▶ **Extract to read**:
Defendant is self-insured under the Worker's Disability Compensation Act. Prior to the hearing officer's September 30, 1980, award, defendant had been paying plaintiff a weekly disability allowance equal to the amount she was ultimately entitled to receive under the act, as reflected in the hearing officer's award. Following the award, the only past due amount which had not been paid pursuant to the General Motors Disability Advance (GMDA) program was for the period of April 5, 1980, through September 12, 1980. Following issuance of [133 MICHAPP 786] the award, defendant paid this amount, plus five percent interest. The fees paid to plaintiff's attorney were computed on the basis of the entire award, including the amounts paid under the GMDA program. Defendant also made a bookkeeping transfer so that the money previously paid pursuant to the disability advance program was debited against its worker's disability compensation account. Defendant did not appeal the hearing officer's order and began paying benefits pursuant to the open award.

Labels for object points:
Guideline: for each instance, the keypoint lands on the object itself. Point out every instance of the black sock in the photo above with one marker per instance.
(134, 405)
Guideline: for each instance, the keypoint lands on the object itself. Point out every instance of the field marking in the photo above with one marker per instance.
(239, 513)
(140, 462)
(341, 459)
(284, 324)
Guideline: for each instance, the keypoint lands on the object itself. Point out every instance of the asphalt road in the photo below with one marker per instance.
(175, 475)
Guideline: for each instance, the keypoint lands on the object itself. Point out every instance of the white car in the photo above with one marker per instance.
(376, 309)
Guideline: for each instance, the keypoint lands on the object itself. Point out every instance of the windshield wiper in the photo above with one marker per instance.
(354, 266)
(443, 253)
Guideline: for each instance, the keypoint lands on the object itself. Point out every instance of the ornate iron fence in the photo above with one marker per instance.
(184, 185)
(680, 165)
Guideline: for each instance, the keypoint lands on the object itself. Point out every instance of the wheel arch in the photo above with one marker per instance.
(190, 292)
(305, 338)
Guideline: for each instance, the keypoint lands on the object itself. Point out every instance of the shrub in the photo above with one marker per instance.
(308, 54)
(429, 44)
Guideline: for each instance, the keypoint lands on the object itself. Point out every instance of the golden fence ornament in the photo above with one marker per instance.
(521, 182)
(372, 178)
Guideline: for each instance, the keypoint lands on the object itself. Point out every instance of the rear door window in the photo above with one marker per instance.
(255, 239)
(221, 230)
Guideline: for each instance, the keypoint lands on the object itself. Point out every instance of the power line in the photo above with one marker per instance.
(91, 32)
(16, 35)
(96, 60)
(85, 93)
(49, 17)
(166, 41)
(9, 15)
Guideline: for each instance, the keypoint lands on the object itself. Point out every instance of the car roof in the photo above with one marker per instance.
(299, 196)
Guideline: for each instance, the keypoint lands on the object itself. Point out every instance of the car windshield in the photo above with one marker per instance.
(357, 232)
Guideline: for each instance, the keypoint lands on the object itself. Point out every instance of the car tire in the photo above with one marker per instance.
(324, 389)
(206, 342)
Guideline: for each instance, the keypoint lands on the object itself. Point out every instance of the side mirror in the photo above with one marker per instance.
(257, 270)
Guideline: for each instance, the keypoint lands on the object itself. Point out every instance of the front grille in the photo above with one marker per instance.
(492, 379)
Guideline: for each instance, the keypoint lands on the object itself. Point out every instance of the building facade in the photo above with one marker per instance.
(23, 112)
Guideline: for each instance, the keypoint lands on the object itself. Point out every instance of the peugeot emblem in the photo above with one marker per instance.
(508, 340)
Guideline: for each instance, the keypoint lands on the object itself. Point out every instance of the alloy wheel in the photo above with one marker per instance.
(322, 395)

▶ **Task to complete**:
Reproduce the passage about the disability compensation award word for word, in full.

▶ **Answer to the exercise**:
Defendant is self-insured under the Worker's Disability Compensation Act. Prior to the hearing officer's September 30, 1980, award, defendant had been paying plaintiff a weekly disability allowance equal to the amount she was ultimately entitled to receive under the act, as reflected in the hearing officer's award. Following the award, the only past due amount which had not been paid pursuant to the General Motors Disability Advance (GMDA) program was for the period of April 5, 1980, through September 12, 1980. Following issuance of [133 MICHAPP 786] the award, defendant paid this amount, plus five percent interest. The fees paid to plaintiff's attorney were computed on the basis of the entire award, including the amounts paid under the GMDA program. Defendant also made a bookkeeping transfer so that the money previously paid pursuant to the disability advance program was debited against its worker's disability compensation account. Defendant did not appeal the hearing officer's order and began paying benefits pursuant to the open award.